> Tasks to complete:
1. Answer these three questions from the sketching layer page:
(a) What does the abbreviation OSE stand for?
(b) Which product compresses the size of a matrix's columns?
(c) What is the approach called in which no part of the largest-size matrix is communicated?
2. List every kind of sketching matrix that the sketching layer page names.
3. Copy everything from "## Introduction¶" down to "and ML algorithms." in the sketching layer page, renaming "libSkylark" to "Skylark".

> Selected excerpt:
=====
# Sketching Layer¶

## Introduction¶

‘Sketching’ is the core algorithmic foundation on which libSkylark is built, and is able to deliver faster NLA kernels and ML algorithms.

Dimensionality reduction in NLA and ML is often based on building an oblivious subspace embedding (OSE). An OSE can be thought of as a data-independent random “sketching” matrix S \in R^{s\times n} whose approximate isometry properties (with respect to a norm \|\cdot\|_p) over a subspace (e.g., over the column space of a data input matrix A, and regression target vector b) imply that,

\|S(A x - b)\|\approx\|A x-b\|

which in turn allows the regression coefficients, x, to be optimized over a “sketched” dataset - namely S*A and S*b - of much smaller size without losing solution quality significantly. Sketching matrices include Gaussian random matrices, structured random matrices which admit fast matrix multiplication via FFT-like operations, hashing-based transforms, among others.

## Overview of High-performance Distributed Sketching Implementation¶

Sketching a matrix A typically amounts to multiplying it by a random matrix S, i.e., A * S for compressing the size of its rows (row-wise sketching) or S * A for compressing the size of its columns (column-wise sketching).

In a distributed setting, this matrix-matrix multiplication primitive (sketching GEMM operation) is special in the sense that any part of matrix S can be constructed without communication. In addition, depending on the relative sizes of A, S and the sketched matrix (output), we can organize the distributed GEMM so that no part of the largest-size matrix is communicated (SUMMA approach), thus resulting in communication savings. Further optimizing, we can perform local computations over blocks of A, S, and also assume transposed views of the operands for memory and cache use efficiency.
=====
> Extracted material:

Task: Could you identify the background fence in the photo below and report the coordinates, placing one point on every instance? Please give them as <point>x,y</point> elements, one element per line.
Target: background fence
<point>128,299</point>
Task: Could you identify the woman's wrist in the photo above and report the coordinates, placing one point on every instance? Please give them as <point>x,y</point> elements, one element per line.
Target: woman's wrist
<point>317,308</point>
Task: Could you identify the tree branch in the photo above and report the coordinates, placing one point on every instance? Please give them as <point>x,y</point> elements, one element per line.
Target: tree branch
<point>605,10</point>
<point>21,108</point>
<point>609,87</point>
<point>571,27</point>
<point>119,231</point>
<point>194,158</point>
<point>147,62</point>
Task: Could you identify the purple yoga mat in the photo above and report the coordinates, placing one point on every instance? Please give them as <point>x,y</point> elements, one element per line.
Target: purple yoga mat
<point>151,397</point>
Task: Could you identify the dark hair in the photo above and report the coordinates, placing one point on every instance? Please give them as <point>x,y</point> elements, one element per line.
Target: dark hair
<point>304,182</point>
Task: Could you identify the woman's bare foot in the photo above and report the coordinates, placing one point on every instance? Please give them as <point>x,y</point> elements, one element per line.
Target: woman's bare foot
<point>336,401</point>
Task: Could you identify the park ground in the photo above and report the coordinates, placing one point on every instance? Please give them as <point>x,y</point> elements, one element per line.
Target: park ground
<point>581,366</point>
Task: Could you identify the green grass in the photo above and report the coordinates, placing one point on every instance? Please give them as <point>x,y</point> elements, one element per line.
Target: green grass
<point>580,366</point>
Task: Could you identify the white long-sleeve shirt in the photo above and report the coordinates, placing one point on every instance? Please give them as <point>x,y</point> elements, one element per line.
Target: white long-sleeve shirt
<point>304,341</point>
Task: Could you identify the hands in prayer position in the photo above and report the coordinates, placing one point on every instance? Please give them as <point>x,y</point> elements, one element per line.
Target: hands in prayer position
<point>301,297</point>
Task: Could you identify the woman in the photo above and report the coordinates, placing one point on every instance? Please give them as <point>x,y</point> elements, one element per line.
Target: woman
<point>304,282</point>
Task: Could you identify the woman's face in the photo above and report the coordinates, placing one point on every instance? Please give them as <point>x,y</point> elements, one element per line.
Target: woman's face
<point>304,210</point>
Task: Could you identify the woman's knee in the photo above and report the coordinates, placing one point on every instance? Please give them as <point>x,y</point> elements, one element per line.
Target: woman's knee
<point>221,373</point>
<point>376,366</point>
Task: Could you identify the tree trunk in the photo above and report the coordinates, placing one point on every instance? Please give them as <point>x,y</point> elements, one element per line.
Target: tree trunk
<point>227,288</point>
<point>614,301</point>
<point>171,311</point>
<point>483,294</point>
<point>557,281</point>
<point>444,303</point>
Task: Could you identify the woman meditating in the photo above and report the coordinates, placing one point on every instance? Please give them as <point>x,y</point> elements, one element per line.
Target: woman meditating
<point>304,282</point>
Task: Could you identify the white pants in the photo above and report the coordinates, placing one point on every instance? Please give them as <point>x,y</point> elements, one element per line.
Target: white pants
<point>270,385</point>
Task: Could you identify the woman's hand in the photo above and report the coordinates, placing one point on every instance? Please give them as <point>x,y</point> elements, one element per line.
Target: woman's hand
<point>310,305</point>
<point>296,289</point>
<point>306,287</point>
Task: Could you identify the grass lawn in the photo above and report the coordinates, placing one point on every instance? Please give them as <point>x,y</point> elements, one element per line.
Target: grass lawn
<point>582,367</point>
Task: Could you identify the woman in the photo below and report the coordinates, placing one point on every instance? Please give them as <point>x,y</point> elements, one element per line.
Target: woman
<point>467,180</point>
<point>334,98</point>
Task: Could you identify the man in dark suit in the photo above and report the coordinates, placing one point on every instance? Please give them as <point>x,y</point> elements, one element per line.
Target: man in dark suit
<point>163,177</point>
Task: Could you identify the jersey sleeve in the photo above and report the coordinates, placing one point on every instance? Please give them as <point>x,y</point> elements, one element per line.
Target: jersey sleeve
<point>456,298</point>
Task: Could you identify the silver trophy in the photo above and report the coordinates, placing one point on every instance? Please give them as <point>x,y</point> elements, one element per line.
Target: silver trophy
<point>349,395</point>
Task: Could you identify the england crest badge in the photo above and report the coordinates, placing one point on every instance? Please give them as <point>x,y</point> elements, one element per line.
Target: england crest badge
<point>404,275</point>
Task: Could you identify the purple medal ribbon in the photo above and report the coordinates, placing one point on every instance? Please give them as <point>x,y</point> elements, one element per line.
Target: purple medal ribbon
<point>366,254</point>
=====
> Outputs in order:
1.
(a) Oblivious subspace embedding
(b) S * A (column-wise sketching)
(c) The SUMMA approach

2.
- Gaussian random matrices
- Structured random matrices that admit fast matrix multiplication via FFT-like operations
- Hashing-based transforms

3.
## Introduction¶

‘Sketching’ is the core algorithmic foundation on which Skylark is built, and is able to deliver faster NLA kernels and ML algorithms.